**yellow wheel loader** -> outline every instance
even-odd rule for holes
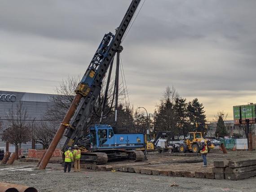
[[[211,149],[214,148],[214,145],[211,143],[210,140],[205,140],[202,135],[201,132],[190,132],[189,138],[185,139],[183,143],[180,144],[179,151],[180,153],[192,151],[194,153],[197,153],[202,150],[201,141],[205,140],[207,141],[209,152]]]

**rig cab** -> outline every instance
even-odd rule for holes
[[[116,133],[112,127],[107,125],[90,127],[91,151],[130,150],[145,146],[144,134]]]

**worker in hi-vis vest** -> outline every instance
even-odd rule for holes
[[[80,158],[81,157],[81,150],[78,148],[77,145],[74,146],[75,149],[73,151],[74,157],[74,172],[80,171]]]
[[[73,154],[71,152],[71,147],[68,148],[68,150],[66,151],[65,154],[65,164],[64,164],[64,173],[66,172],[66,168],[68,167],[67,170],[68,172],[70,172],[71,170],[71,163],[74,161],[73,158]]]
[[[203,161],[203,165],[202,167],[207,166],[207,159],[206,159],[206,155],[208,153],[208,147],[207,146],[207,142],[206,140],[203,139],[201,140],[201,144],[202,145],[202,149],[200,151],[200,153],[202,154]]]

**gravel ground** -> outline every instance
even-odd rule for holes
[[[39,192],[255,192],[256,177],[240,181],[148,175],[83,169],[64,174],[60,165],[44,170],[36,163],[0,166],[0,182],[34,187]],[[178,185],[177,186],[172,186]]]

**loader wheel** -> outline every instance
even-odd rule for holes
[[[180,153],[185,153],[186,152],[186,149],[183,145],[181,145],[180,146],[179,151]]]
[[[192,152],[193,153],[197,153],[199,152],[199,147],[197,144],[192,145]]]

# What you will do
Please rename "outline" to "trace" throughout the items above and write them out again with nothing else changed. Leave the pictures out.

# Solution
**yellow wheel loader** -> trace every instance
even-odd rule for holes
[[[211,149],[214,148],[214,145],[211,143],[210,140],[205,140],[202,135],[201,132],[190,132],[189,138],[185,139],[183,143],[180,144],[179,151],[180,153],[192,151],[194,153],[197,153],[202,150],[201,141],[205,140],[207,141],[209,152]]]

**rig cab** -> trace every instance
even-odd rule for holes
[[[116,133],[112,127],[107,125],[90,127],[91,151],[130,150],[145,146],[144,134]]]

**worker in hi-vis vest** -> trace every instance
even-odd rule for holes
[[[80,158],[81,157],[81,150],[78,148],[77,145],[74,146],[75,149],[73,151],[74,157],[74,172],[80,171]]]
[[[73,154],[71,152],[71,147],[68,148],[68,150],[66,151],[65,154],[65,164],[64,164],[64,173],[66,172],[66,168],[68,167],[67,170],[68,172],[70,172],[71,170],[71,163],[74,161],[73,158]]]
[[[203,161],[203,165],[202,167],[207,166],[207,159],[206,159],[206,155],[208,153],[208,147],[207,146],[207,142],[206,140],[203,139],[201,140],[201,144],[202,145],[202,149],[200,151],[200,153],[202,154]]]

**gravel ground** -> trace every instance
even-odd rule for holes
[[[39,192],[255,192],[256,177],[240,181],[148,175],[83,169],[64,174],[60,165],[44,170],[36,163],[0,166],[0,182],[34,187]],[[178,185],[177,186],[172,186]]]

**loader wheel** -> trace every instance
even-odd rule for holes
[[[180,153],[185,153],[186,152],[186,149],[183,145],[181,145],[180,146],[179,151]]]
[[[192,152],[193,153],[197,153],[199,152],[199,147],[197,144],[192,145]]]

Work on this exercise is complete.